* [Task list]:
(a) Decide whether each statement agrees with the CO2 thread: (i) Quagulator says running CO2 around the clock is acceptable; (ii) MEandYouPhoto plans to move to dry ferts once the liquid ferts run out; (iii) KZB calls CO2 timers costly. Answer yes or no for each, quoting the words of the thread that settle it.
(b) In the CO2 thread, what sign of too much CO2 does Quagulator say to watch for?
(c) Extract from the CO2 thread the stretch from "You watch for" through "7 since flooding)".

begin Page text

Ok in the past I have just let the CO2 run 100% of the time because my system is manual on and off I do not have the ability to automate it. I do understand that this will waste CO2 But I have found that it makes things more consistent. 

But you mention that the drop checker should be bright yellow even with livestock in the tank. How do you know how much CO2 is too much?


----------



## Quagulator (May 4, 2015)

MEandYouPhoto said:


> Ok in the past I have just let the CO2 run 100% of the time because my system is manual on and off I do not have the ability to automate it. I do understand that this will waste CO2 But I have found that it makes things more consistent.
> 
> But you mention that the drop checker should be bright yellow even with livestock in the tank. How do you know how much CO2 is too much?


You watch for fish gasping at the surface. That is too much CO2. Check the drop in pH and adjust 0.1 less, and watch again, repeat. 

24/7 is perfectly fine, just ensure you aren't gassing the fish at night. Run an airstone at night, have the airstone turn off an hour or two before the lights come on to let CO2 build up a little.


----------



## MEandYouPhoto (Jul 1, 2014)

Day 35 (Day 7 since flooding) 

Well this is the first full week since I flooded the tank and its been a mixed bag of excitement and worry.

For the excitement part. It looks like the Monte Carlo had enough time to set up roots in the BDBS. This is good because now I don't have to worry about it floating. Also the Monte Carlo and the AR Mini are showing some new growth since I flooded the tank so that is also good news and the S Repens is of course rockin it like a champ. 

The worry part comes also with the Monte Carlo and the AR Mini lol I am getting a huge section melting back so i am hoping it will recover in time. 

For ferts I think I am going to use the *Seachem Planted Aquarium Dosing Calendar* from their website at least until I run out of the stock of Liquid ferts I have. Then I will switch to dry ferts and try my hand at the true EI dosing

New Pics for the week


----------



## KZB (Jan 3, 2018)

Very nice looking tank. I would recommend getting a timer for your co2. They are very inexpensive. Also save you a lot of time refilling a paintball co2 tank, and your livestock especially shrimp will thank you.


----------



## MEandYouPhoto (Jul 1, 2014)

KZB said:


> Very nice looking tank. I would recommend getting a timer for your co2. They are very inexpensive. Also save you a lot of time refilling a paintball co2 tank, and your livestock especially shrimp will thank you.

end Page text
begin Dataset entries

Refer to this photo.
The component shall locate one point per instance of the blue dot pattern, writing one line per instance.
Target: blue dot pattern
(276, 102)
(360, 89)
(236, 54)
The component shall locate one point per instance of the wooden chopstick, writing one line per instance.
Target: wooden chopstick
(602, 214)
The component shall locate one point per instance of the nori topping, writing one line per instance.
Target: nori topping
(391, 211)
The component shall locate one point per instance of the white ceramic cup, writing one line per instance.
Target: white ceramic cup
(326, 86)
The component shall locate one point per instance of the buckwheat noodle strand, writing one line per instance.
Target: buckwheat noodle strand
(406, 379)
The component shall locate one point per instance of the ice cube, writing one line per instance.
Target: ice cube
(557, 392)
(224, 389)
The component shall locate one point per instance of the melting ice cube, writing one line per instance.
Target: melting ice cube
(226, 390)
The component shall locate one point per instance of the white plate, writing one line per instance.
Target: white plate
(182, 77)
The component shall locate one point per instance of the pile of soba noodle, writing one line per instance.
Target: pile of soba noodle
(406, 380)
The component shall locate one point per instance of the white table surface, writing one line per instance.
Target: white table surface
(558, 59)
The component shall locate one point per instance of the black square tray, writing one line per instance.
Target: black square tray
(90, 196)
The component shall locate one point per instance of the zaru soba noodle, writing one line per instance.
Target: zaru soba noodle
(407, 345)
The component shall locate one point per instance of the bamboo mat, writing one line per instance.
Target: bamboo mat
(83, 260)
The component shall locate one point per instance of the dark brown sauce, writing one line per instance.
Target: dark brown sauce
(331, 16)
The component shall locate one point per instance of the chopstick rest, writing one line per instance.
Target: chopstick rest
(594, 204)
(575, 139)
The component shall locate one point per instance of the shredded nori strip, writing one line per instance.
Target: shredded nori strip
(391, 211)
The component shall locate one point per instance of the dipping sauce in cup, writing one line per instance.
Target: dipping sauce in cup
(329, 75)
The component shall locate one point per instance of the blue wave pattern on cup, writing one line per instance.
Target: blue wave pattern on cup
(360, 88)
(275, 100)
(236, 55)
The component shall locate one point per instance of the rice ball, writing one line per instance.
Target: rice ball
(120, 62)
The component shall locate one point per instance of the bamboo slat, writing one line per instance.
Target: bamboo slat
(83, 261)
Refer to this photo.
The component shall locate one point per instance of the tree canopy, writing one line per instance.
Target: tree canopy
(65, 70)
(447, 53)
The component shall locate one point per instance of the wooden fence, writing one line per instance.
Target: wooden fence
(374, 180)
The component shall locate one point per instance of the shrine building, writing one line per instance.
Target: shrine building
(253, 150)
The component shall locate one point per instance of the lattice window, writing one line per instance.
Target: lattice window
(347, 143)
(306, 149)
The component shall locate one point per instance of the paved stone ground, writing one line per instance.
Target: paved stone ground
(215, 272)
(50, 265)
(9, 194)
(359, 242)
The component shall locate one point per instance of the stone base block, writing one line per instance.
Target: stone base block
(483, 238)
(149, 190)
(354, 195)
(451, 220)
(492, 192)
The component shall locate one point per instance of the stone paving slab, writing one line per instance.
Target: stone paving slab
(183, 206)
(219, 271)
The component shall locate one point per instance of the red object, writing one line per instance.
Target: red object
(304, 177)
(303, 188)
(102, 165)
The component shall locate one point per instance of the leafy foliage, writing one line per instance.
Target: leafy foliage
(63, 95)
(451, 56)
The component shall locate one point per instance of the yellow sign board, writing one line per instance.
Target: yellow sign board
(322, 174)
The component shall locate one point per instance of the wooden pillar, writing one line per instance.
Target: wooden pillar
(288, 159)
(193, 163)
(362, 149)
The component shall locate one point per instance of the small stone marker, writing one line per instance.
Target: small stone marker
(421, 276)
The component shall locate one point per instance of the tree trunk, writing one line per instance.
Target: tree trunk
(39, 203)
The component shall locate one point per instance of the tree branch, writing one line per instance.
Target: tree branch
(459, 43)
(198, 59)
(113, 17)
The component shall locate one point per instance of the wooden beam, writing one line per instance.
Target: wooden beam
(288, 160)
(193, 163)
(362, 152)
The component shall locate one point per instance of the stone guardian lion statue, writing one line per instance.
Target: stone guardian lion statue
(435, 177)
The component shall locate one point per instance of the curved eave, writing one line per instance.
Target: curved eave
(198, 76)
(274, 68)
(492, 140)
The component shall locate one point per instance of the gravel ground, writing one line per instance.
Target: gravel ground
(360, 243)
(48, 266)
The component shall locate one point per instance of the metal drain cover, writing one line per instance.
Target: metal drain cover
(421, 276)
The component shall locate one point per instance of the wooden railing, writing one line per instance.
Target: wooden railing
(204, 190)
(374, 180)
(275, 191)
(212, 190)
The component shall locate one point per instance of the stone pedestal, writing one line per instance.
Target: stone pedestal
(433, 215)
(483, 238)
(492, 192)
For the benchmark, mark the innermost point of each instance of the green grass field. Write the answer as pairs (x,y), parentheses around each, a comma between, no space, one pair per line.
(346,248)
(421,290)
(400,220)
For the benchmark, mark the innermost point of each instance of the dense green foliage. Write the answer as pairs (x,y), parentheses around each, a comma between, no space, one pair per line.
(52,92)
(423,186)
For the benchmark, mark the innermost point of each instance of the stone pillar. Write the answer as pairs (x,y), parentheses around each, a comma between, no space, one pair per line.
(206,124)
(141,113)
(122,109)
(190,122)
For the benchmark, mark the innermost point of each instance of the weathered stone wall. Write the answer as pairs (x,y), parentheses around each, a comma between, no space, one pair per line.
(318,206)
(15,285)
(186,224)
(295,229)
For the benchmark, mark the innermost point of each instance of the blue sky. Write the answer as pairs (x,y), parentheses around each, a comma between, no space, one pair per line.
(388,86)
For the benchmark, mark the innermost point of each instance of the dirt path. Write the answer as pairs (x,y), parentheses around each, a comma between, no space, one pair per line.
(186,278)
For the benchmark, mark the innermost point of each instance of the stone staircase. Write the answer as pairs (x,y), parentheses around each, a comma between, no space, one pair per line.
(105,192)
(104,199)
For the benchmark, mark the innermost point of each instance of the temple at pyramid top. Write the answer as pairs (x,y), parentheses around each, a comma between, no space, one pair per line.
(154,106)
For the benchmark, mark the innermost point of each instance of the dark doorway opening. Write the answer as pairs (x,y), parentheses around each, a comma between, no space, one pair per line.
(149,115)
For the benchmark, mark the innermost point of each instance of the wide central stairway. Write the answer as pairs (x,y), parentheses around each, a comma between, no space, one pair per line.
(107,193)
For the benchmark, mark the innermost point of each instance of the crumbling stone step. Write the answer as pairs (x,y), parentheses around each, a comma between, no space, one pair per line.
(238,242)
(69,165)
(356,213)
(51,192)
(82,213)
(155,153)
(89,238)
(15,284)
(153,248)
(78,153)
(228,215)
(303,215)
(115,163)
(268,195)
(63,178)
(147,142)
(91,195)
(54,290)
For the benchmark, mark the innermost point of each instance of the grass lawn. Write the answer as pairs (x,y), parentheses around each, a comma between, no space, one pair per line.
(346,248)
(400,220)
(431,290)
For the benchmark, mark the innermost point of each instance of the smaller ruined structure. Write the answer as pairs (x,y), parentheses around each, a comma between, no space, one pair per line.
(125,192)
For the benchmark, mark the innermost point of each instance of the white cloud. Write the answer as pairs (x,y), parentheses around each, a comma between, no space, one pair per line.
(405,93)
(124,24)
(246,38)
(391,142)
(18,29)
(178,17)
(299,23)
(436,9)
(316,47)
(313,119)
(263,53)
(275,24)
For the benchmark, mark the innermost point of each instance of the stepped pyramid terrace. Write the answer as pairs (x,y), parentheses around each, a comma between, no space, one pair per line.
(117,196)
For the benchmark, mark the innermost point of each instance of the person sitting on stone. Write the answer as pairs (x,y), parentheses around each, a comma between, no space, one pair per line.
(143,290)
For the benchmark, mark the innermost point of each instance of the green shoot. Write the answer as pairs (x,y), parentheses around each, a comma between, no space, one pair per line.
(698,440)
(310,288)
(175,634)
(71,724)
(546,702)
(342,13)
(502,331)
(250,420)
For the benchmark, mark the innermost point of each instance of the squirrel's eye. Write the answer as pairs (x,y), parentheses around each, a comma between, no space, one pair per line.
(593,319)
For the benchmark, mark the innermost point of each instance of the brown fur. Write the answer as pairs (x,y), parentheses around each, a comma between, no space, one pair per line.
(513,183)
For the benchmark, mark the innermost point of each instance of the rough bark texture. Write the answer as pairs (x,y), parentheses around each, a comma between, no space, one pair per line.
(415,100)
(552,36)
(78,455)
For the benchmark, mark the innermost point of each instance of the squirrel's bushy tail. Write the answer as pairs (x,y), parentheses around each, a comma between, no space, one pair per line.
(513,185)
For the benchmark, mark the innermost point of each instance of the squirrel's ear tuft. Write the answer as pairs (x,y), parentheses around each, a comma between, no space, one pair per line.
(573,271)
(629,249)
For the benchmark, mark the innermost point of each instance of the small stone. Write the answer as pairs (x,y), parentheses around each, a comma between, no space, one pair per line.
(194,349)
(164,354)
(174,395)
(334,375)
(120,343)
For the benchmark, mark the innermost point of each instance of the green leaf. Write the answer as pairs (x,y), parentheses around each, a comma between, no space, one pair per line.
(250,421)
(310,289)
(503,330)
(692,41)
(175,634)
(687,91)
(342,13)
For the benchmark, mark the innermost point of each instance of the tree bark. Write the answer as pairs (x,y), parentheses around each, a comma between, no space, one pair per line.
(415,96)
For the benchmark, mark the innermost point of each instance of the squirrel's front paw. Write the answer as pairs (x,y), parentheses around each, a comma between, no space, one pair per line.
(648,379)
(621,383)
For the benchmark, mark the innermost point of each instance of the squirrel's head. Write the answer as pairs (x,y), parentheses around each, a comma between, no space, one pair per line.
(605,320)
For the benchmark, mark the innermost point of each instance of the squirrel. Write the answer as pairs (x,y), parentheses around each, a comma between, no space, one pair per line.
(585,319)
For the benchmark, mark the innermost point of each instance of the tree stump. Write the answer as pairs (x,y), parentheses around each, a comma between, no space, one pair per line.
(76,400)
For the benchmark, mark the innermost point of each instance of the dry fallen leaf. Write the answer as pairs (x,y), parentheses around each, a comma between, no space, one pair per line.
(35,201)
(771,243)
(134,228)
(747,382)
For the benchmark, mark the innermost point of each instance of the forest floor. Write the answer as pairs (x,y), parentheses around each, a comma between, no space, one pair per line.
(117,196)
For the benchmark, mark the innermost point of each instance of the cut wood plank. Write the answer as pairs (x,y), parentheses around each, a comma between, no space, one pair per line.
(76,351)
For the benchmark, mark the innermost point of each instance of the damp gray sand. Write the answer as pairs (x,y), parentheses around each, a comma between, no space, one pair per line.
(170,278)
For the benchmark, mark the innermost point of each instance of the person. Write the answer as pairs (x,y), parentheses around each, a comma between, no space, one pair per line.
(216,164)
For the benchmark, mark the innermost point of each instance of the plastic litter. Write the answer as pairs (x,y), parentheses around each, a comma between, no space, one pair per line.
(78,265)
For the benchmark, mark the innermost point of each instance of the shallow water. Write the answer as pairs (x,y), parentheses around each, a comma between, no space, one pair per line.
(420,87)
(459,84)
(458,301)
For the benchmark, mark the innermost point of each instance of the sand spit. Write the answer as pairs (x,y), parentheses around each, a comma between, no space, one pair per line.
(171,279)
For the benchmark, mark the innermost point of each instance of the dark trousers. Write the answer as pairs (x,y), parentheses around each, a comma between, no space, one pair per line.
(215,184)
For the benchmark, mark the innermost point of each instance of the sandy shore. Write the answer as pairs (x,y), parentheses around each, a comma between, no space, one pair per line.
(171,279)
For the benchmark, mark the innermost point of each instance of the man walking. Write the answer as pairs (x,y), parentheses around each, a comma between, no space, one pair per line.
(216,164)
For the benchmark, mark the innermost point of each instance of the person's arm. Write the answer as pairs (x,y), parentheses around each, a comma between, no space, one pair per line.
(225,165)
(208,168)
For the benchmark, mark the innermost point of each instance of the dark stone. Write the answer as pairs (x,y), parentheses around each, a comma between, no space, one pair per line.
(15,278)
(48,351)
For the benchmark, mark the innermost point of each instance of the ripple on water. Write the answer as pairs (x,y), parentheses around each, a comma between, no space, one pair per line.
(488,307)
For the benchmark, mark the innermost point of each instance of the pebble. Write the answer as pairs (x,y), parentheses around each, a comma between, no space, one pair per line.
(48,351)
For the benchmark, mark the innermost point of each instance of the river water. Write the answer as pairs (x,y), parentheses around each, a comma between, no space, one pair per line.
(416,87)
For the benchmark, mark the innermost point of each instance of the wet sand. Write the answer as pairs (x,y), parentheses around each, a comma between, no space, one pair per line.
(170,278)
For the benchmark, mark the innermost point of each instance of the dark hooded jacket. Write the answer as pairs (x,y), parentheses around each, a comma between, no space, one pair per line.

end Dataset entries

* [Responses in order]:
(a)
(i) Yes: "24/7 is perfectly fine"
(ii) Yes: "Then I will switch to dry ferts and try my hand at the true EI dosing"
(iii) No: "They are very inexpensive."

(b) Fish gasping at the surface.

(c)
You watch for fish gasping at the surface. That is too much CO2. Check the drop in pH and adjust 0.1 less, and watch again, repeat. 

24/7 is perfectly fine, just ensure you aren't gassing the fish at night. Run an airstone at night, have the airstone turn off an hour or two before the lights come on to let CO2 build up a little.


----------



## MEandYouPhoto (Jul 1, 2014)

Day 35 (Day 7 since flooding)